TRY IT
From the article below on reprocessing nuclear waste as fuel, transcribe the portion starting with "The GE Hitachi" and going on through "used in Canada.", keeping every word and punctuation mark unchanged.

SUPPLIED PASSAGE
——————————

GE and Hitachi want to use nuclear waste as a fuel February 18, 2010 by Lin Edwards

GE and Hitachi want to use nuclear waste as a fuel
February 18, 2010 by Lin Edwards nuclear power plant

(PhysOrg.com) -- One of the world's biggest providers of nuclear reactors, GE Hitachi Nuclear Energy (a joint venture of General Electric and Hitachi), wants to reprocess nuclear waste for use as a fuel in advanced nuclear power plants, instead of burying it in waste repositories such as that proposed at Nevada's Yucca Mountain.

Conventional nuclear power plants in the US only harness around five percent of the energy of nuclear fuels. The reprocessing technique would separate nuclear waste into different types of fuels, some of which can be used in conventional nuclear power plants, and some of which can only be used in advanced fast neutron reactors. Reprocessing of nuclear waste to extract more useable fuel has been criticized in the US because it produces pure plutonium, which could be stolen and used to make nuclear weapons. To get around this difficulty, GE Hitachi’s proposed method produces a fuel that is much harder to steal.

The GE Hitachi process separates wastes from conventional nuclear power plants into three streams, by applying voltage to a molten salt. The first waste material consists of the products of fission, which cannot be further used as fuel and will need to be stored, but the storage time required is reduced from tens of thousands of years to a few hundred years (although a small fraction of the material will still need to be stored for over 10,000 years). The second material is uranium that does not have enough fissile material to be used in the light water uranium reactors in the US, which need enriched uranium, but it can be used by deuterium (heavy water) uranium reactors, which are used in Canada.

The final group of waste products is a mixture of transuranic elements including plutonium and neptunium. The plutonium is not separated from the other elements, and the mixture releases 1,000 times more heat and 10,000 times more neutrons than pure plutonium. This makes it much harder to steal, and therefore less of a security risk, and it is also much easier to detect. The mixture of transuranic elements can be used in nuclear reactors that use molten sodium as the coolant rather than water, and this type is used in Japan and a few other countries. GE Hitachi has designed a reactor known as the PRISM reactor that would be able to use the mixed fuel, but sodium cooled reactors have not been approved for use in the US.

A GE Hitachi spokesman said previous US administrations had little interest in re-using spent nuclear fuel, but the Obama administration is increasing support for nuclear power and looking at possibilities such as reprocessing. If adopted, the proposal would significantly decrease the amount of dangerous nuclear waste that needs to be stored.

——————————

DATA TO EXAMINE
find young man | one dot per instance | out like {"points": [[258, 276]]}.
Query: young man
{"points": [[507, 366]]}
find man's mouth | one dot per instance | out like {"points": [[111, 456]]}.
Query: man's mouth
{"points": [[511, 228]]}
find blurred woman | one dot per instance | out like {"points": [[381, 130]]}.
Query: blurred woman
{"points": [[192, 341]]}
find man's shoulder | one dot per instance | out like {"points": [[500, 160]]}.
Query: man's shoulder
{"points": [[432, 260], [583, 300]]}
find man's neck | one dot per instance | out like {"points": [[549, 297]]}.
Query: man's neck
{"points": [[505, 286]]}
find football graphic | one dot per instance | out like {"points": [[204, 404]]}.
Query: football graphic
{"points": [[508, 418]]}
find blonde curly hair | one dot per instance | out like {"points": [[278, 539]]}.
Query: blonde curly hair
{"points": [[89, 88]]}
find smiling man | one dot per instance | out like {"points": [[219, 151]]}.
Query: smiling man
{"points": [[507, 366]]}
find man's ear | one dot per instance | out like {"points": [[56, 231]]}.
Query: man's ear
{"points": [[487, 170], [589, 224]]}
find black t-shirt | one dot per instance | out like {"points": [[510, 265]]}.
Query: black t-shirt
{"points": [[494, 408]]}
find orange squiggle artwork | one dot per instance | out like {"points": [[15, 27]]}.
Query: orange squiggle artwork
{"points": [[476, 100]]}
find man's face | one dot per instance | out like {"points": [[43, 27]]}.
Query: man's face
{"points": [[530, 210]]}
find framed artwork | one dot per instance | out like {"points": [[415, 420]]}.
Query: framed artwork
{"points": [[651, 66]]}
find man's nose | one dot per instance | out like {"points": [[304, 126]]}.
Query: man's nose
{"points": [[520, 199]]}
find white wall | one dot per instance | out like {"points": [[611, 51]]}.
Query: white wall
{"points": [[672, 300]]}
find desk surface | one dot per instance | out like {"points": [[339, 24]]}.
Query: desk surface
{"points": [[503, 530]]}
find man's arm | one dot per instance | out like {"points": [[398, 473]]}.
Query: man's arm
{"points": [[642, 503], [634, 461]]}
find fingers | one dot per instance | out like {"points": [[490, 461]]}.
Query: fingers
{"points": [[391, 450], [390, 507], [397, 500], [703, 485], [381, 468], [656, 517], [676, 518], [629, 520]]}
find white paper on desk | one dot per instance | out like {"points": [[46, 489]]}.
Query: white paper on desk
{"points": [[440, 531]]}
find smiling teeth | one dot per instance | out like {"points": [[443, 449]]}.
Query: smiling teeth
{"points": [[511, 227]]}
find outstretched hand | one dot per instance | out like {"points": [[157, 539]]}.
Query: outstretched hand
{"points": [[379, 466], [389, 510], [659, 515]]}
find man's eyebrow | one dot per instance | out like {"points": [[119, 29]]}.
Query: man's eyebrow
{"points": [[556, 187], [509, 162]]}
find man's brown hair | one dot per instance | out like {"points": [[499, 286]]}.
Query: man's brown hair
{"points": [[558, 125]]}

——————————

WRITTEN RESPONSE
The GE Hitachi process separates wastes from conventional nuclear power plants into three streams, by applying voltage to a molten salt. The first waste material consists of the products of fission, which cannot be further used as fuel and will need to be stored, but the storage time required is reduced from tens of thousands of years to a few hundred years (although a small fraction of the material will still need to be stored for over 10,000 years). The second material is uranium that does not have enough fissile material to be used in the light water uranium reactors in the US, which need enriched uranium, but it can be used by deuterium (heavy water) uranium reactors, which are used in Canada.